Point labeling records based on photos
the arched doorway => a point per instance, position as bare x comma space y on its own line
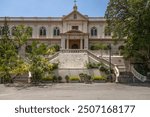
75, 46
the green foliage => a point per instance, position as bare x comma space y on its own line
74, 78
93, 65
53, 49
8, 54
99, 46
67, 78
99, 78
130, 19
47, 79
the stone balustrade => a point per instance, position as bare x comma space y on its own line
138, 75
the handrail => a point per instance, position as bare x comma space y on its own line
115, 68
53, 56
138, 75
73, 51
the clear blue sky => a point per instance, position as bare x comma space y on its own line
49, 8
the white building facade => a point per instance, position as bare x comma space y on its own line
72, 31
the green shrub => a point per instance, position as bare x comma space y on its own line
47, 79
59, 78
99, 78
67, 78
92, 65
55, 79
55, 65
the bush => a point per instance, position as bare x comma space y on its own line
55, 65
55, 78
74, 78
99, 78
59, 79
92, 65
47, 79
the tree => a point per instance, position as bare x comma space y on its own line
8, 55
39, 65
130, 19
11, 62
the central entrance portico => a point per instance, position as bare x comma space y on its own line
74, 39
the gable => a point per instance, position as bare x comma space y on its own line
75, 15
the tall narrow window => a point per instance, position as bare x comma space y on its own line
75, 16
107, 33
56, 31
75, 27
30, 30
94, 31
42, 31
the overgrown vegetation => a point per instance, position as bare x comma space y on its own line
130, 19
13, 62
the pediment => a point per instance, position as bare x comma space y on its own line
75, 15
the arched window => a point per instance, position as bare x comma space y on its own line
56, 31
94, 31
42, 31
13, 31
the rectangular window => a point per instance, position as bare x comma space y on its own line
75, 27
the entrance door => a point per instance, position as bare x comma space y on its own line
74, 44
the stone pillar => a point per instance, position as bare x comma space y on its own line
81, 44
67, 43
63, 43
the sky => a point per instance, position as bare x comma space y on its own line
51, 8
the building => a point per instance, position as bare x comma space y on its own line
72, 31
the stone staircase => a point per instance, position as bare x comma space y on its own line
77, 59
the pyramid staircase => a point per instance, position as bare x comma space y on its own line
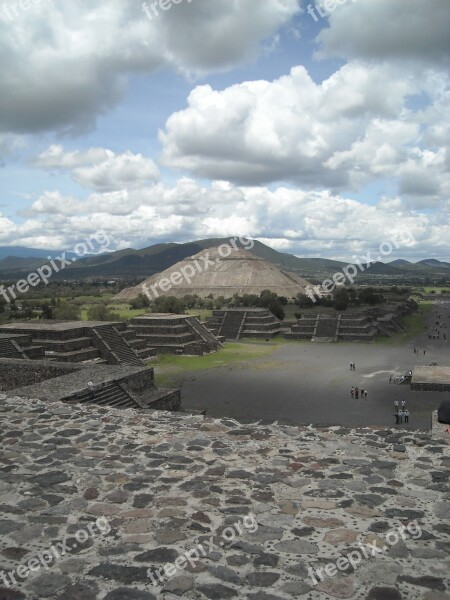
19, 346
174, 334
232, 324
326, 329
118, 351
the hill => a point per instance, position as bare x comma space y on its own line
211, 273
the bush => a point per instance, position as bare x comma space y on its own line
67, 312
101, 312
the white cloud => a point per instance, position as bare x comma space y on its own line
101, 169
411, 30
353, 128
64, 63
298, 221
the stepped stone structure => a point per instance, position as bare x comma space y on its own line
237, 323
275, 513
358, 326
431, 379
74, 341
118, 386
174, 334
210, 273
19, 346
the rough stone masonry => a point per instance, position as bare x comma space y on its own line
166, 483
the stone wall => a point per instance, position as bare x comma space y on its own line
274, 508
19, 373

**What you have to do**
Copy every line of the records above without any changes, and leave out the pictures.

**Response to the task**
the arched doorway => a point per instance, position as bare x comma space y on its own line
75, 46
the green foliage => a point per instance, position as bare x comma space y on its own line
74, 78
93, 65
53, 49
8, 54
99, 46
67, 78
99, 78
130, 19
47, 79
the stone balustrade => a point per instance, position as bare x comma space y on its own line
138, 75
the handrail => a point per instance, position as bare x comma space y on its own line
115, 68
53, 56
138, 75
73, 51
the clear blue sky => a point per instance, position as bare x comma space y on its own line
49, 8
the white building facade => a point per instance, position as bare x comma space y on its own line
72, 31
the green shrub => a point per instance, position as bare x comma space y on its own line
47, 79
59, 78
99, 78
67, 78
92, 65
55, 79
55, 65
the bush => a point per instance, position as bare x comma space y on its own line
55, 65
55, 78
74, 78
99, 78
59, 79
92, 65
47, 79
the tree => a point per instance, position as bare x comma space y on its own line
8, 55
39, 65
130, 19
11, 62
the central entrance portico => a point per instance, position as bare x comma space y on its own line
74, 39
the gable => a point per instance, position as bare x comma space y on its own line
75, 15
the tall narrow window => a point per instance, position as bare x comma space y on its own line
75, 16
107, 33
56, 31
75, 27
30, 30
94, 31
42, 31
the overgrown vegetation => a point per instance, position as bare x comma space y on its own line
130, 19
13, 62
the pediment => a point per instance, position as bare x comma space y on its own line
75, 15
the arched window => a point per instance, position as bare x comma space y on its own line
56, 31
94, 31
42, 31
13, 31
the rectangular window => a point per instance, position as bare x comma space y on its own line
75, 27
the entrance door => a point per instance, position as bare x comma space y on its own line
74, 44
the stone pillar => a point per instance, position as bare x comma space y on its own line
81, 44
67, 43
63, 43
the sky => a point per instance, position as bare x comma space y on its own line
51, 8
the building => a point per instance, position as bare x comma space y on its own line
72, 31
the stone staircase => a point per instance, position as bare x comma space y on its own line
77, 59
the pyramid staircase => a point per instance, position as bare x comma space y on its own line
19, 346
174, 334
232, 324
326, 329
118, 351
the hill => a point per instance, position as bare x comma space y on its own line
211, 273
the bush => a point per instance, position as bare x comma space y on its own line
67, 312
101, 312
the white cloud => a point per instance, position as bare x comma space y on its own line
101, 169
411, 30
353, 128
64, 63
298, 221
the stepped stone structure => a point per instance, position as bare x comma space y on its own line
237, 323
275, 513
358, 326
431, 379
74, 341
118, 386
174, 334
210, 273
19, 346
the rough stone masonry => a point per instance, position as bare x comma space y on its own line
166, 483
the stone wall => a point per instance, position as bare x comma space y on its own line
274, 508
19, 373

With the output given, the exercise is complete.